陈德玺,刘日飞
(1.惠州学院 建筑与土木工程系,广东 惠州 516007;2.惠州学院 中文系,广东 惠州 516007)
“群众路线”是我党的生命线。但长期以来,在高举群众路线大旗的同时,却忽略了我国现行的行政管理体制存在的先天缺陷。在西方学术话语中,这套制度被称为“文官制度”,即公务员制度,德国思想家马克斯?韦伯称其为“科层化管理体制”。很显然,在践行群众路线的当下,这一现实问题不容逃避,即在不断完善我国行政管理体制的同时,又要充分发挥党密切联系群众的优势,进而巩固党的执政基础,维护社会稳定,为中华民族实现伟大复兴的“中国梦”保驾护航。然而在实践层面,这一“和合”矛盾统一的逻辑并不完全吻合,相反,两者间的分野正在随着中国经济社会转型和启动政治体制改革而疏离,群众路线遭遇了科层制惰性侵蚀和经济利益掘进的解构,在形式上则面临日趋工具理性化和路径“单向度”的价值危机。
在韦伯看来,科层制是法理型权威的集中体现,科层化管理体制的实质则是工具理性价值诉求对政治体制的渗透,是现代法理官僚治理模式的实践运用,其目的是为了提高行政效率。而党的“群众路线”的实质则是中国共产党人运用唯物史观探索中国特色社会主义民主政治发展方向、推进政治社会化和坚定改革发展道路的策略选择;在中国传统政治文化语境中则体现为官员个人魅力和执政风格在民本价值上的回归。基于此,本文认为要求解这道难题的关键在于找到对立面的实质,打通两者之间的理论域限,在理性设计的科层机制中预留一定的人性化空间,在亲民执政的群众路线之上加装制度保险,以期激发两者的活力。

────────

**练习目标**
请一字不改地返回原文中从“在韦伯看来,科层制是法理型权”起、到“度保险,以期激发两者的活力。”止的这段文字。

────────

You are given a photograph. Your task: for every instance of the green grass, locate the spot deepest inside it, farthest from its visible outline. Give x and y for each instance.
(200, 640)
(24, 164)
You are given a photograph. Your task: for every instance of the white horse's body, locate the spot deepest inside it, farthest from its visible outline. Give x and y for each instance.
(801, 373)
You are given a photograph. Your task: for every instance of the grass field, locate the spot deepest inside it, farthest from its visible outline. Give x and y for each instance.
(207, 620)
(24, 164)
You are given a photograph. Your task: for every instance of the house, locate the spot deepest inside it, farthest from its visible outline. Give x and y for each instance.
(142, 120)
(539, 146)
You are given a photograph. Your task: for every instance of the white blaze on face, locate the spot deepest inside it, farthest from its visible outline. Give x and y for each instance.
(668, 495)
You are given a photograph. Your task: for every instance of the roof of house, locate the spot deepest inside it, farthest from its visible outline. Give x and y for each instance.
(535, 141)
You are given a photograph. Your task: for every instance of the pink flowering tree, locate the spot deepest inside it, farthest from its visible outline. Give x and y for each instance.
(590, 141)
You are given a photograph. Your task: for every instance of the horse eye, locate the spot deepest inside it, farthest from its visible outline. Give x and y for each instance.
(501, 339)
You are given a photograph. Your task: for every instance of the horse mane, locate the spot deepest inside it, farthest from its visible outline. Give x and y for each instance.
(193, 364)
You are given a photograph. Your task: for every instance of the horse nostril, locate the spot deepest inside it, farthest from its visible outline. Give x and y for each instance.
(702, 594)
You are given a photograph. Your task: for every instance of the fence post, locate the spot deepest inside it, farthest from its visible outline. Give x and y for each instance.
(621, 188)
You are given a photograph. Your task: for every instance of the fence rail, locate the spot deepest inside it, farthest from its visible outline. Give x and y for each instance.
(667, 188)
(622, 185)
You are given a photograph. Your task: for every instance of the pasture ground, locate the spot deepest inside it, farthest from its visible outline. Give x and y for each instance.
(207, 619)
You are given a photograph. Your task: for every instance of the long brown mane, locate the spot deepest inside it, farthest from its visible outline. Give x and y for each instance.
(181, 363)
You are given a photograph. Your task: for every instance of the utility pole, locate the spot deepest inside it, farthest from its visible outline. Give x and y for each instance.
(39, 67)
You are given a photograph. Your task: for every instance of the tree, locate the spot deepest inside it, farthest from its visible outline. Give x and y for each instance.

────────

**预期输出**
在韦伯看来,科层制是法理型权威的集中体现,科层化管理体制的实质则是工具理性价值诉求对政治体制的渗透,是现代法理官僚治理模式的实践运用,其目的是为了提高行政效率。而党的“群众路线”的实质则是中国共产党人运用唯物史观探索中国特色社会主义民主政治发展方向、推进政治社会化和坚定改革发展道路的策略选择;在中国传统政治文化语境中则体现为官员个人魅力和执政风格在民本价值上的回归。基于此,本文认为要求解这道难题的关键在于找到对立面的实质,打通两者之间的理论域限,在理性设计的科层机制中预留一定的人性化空间,在亲民执政的群众路线之上加装制度保险,以期激发两者的活力。